— start SOURCE PASSAGE —

Horses

There was once a farmer who had two horses. But he couldn’t tell
them apart. So he shaved the hair off one. It worked for a while
but then it grew back. So he shaved the tail on the other horse.
It also worked for a while but it grew back too. So he decided
to measure how tall the horses were. Here was his result:

The white horse is one inch taller than the black horse.

Attention Soldier

The manager hired a new secretary. She was young, sweet and polite. One day while taking dictation, she noticed his fly was open. While leaving the room, she courteously said, ‘Oh, sir, did you know that your barracks door is open?’

He did not understand her remark, but later on he happened to look down and saw that his zipper was open. He decided to have some fun with his new employee.

Calling her in, he asked, ‘By the way, Miss Jones, when you saw my barracks door open this morning, did you also see a soldier standing at attention?’

The secretary, who was quite witty, replied, ‘Why, no sir. all I saw was a little, disabled veteran, sitting on two duffel bags!’

Learned in College

A kid comes home from college. His father is a farmer, and he’s shovelling all the manure out of the outhouse onto the strawberries to fertilise them. The kid says, “Hey, Pop, learned in college there’s an easy way to do everything.”They go downtown and get some dynamite, they’re gonna rig it up under the outhouse and blow the crap into the strawberry patch. They get it all rigged up, but they don’t see Grandma coming to use the outhouse. BaBooom! The manure goes flying, and so does Grandma. Ploop!…she lands in the strawberries. They go running up to her, “Grandma, Grandma! My God, are you all right? Are you all right?”She says, “Yeah, I’m fine. Whoo! I’m certainly glad I didn’t let that one go in the kitchen!”

Spanish dining

An American tourist goes into a restaurant in Spain and orders the specialty
of the house. When his dinner arrives, he asks the waiter what it is.

“These, senor,” replied the waiter in broken English, “are the arms of the
bull killed in the ring today.”

The tourist swallowed hard but tasted the dish and thought it was delicious.

— end SOURCE PASSAGE —
— start RECORD EXCERPTS —

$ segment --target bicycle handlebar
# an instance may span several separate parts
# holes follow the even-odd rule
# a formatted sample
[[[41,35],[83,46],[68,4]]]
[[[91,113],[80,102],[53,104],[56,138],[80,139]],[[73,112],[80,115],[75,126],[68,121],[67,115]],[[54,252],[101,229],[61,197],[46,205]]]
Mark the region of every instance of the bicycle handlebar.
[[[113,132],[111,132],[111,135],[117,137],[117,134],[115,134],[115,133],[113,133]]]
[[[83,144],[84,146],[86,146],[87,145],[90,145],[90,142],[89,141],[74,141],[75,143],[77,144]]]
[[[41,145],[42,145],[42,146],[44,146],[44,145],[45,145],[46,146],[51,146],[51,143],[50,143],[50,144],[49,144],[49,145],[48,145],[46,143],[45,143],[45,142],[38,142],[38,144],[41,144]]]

— end RECORD EXCERPTS —

JOBS →
[a] In the joke collection, swap "secretary" for "assistant" and write out the part starting with "There was once" and going on through "his new employee.".
[b] In the joke collection, what does the waiter in Spain tell the tourist his dinner is?

TASK-BY-TASK OUTPUTS →
[a]
There was once a farmer who had two horses. But he couldn’t tell
them apart. So he shaved the hair off one. It worked for a while
but then it grew back. So he shaved the tail on the other horse.
It also worked for a while but it grew back too. So he decided
to measure how tall the horses were. Here was his result:

The white horse is one inch taller than the black horse.

Attention Soldier

The manager hired a new assistant. She was young, sweet and polite. One day while taking dictation, she noticed his fly was open. While leaving the room, she courteously said, ‘Oh, sir, did you know that your barracks door is open?’

He did not understand her remark, but later on he happened to look down and saw that his zipper was open. He decided to have some fun with his new employee.

[b] The arms of the bull killed in the ring today.